GIVEN TEXT:
+===+

Health workers in Rohingya refugee camps in Bangladesh are struggling with a shortage of medics able to administer antitoxins to patients infected with diphtheria that has killed nearly two dozen people, aid officials said.
Neighbouring Myanmar’s military cracked down on Muslim Rohingya from Rakhine state following Rohingya militant attacks on an army base and police posts on August 25.
More than 650,000 Rohingya have fled mainly Buddhist Myanmar to Bangladesh since August, on top of more than 200,000 who fled earlier, according to latest United Nations data.
Doctors Without Borders (MSF), the lead agency dealing with an outbreak of the bacterial disease in camps sheltering the Rohingya, has treated around 2,000 patients in the past few weeks and is receiving around 100 new cases daily.
The World Health Organisation (WHO) describes diphtheria as a widespread, severe infectious disease with epidemic potential and a mortality rate of up to 10%.
MSF has called diphtheria a disease “long forgotten in most parts of the world thanks to increasing rates of vaccination”.

+===+

PROVIDED DATA:
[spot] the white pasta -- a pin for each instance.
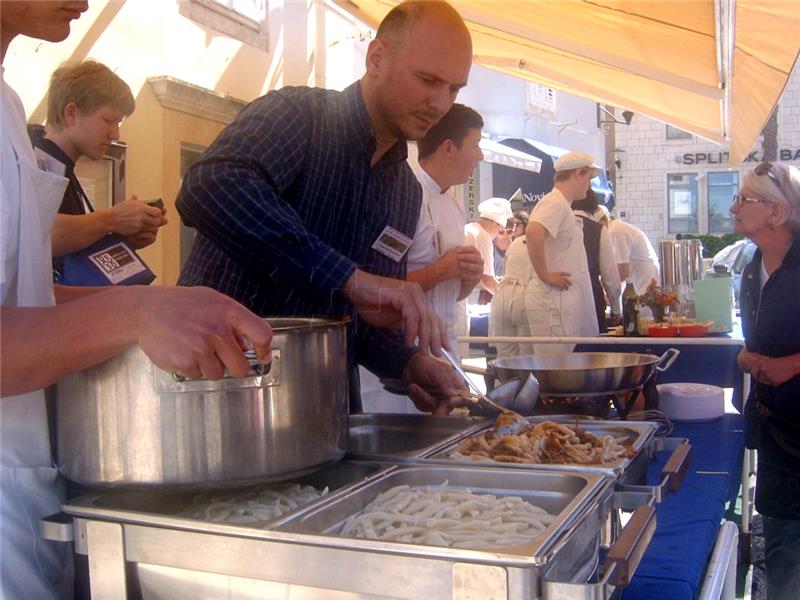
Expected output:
(441, 516)
(253, 506)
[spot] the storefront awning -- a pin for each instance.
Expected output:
(504, 155)
(715, 68)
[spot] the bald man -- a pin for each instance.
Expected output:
(305, 204)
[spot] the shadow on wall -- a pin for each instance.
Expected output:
(101, 23)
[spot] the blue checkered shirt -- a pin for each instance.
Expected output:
(286, 206)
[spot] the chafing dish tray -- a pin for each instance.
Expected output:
(640, 435)
(168, 507)
(402, 437)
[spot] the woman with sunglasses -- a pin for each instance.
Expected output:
(767, 211)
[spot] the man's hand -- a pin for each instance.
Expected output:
(198, 332)
(776, 371)
(557, 279)
(396, 304)
(132, 216)
(433, 375)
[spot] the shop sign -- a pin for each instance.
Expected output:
(719, 158)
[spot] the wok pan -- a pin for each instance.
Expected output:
(584, 373)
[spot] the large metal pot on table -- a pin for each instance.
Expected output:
(127, 422)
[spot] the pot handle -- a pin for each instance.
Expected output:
(256, 366)
(669, 356)
(624, 556)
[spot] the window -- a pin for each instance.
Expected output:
(682, 199)
(252, 9)
(722, 187)
(244, 20)
(674, 133)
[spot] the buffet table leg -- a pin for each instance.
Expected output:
(106, 552)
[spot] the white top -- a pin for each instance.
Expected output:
(29, 489)
(609, 273)
(475, 235)
(564, 251)
(440, 228)
(518, 263)
(553, 212)
(632, 246)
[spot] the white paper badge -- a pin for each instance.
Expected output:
(392, 243)
(117, 263)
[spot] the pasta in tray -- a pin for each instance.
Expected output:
(253, 506)
(441, 516)
(547, 442)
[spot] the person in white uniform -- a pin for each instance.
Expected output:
(559, 299)
(194, 332)
(494, 214)
(438, 259)
(507, 316)
(636, 257)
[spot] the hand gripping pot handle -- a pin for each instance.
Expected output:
(669, 356)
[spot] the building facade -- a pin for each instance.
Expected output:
(669, 181)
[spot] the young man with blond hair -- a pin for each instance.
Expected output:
(85, 104)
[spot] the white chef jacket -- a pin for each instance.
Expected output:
(554, 312)
(507, 316)
(632, 246)
(440, 229)
(29, 486)
(609, 273)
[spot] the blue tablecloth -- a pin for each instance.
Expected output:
(688, 521)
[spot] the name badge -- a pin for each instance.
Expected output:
(392, 243)
(117, 263)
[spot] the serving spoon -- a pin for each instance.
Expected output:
(513, 423)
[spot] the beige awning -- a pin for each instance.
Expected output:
(715, 68)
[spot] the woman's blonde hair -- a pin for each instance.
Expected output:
(777, 182)
(89, 85)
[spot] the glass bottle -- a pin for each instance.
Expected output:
(630, 310)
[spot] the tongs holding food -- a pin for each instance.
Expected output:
(509, 422)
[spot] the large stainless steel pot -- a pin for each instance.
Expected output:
(127, 422)
(584, 373)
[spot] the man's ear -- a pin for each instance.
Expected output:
(70, 114)
(376, 57)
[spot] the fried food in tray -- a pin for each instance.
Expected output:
(546, 442)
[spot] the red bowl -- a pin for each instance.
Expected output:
(693, 330)
(663, 331)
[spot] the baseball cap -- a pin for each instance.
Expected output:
(600, 213)
(496, 209)
(577, 160)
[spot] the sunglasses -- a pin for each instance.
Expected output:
(740, 200)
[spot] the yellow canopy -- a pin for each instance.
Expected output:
(715, 68)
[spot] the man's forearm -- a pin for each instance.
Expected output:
(71, 233)
(42, 344)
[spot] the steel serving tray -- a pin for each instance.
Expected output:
(164, 508)
(406, 437)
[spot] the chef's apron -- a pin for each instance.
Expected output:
(30, 489)
(571, 312)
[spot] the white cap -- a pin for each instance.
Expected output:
(496, 209)
(600, 213)
(577, 160)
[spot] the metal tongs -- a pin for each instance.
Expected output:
(515, 422)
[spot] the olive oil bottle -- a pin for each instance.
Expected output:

+===+

In the report on diphtheria in the Rohingya refugee camps, what reason does MSF give for the disease being long forgotten in most parts of the world? Answer in one to three sentences.

RESPONSE:
MSF attributes it to increasing rates of vaccination. Because more people have been vaccinated, diphtheria has been long forgotten in most parts of the world.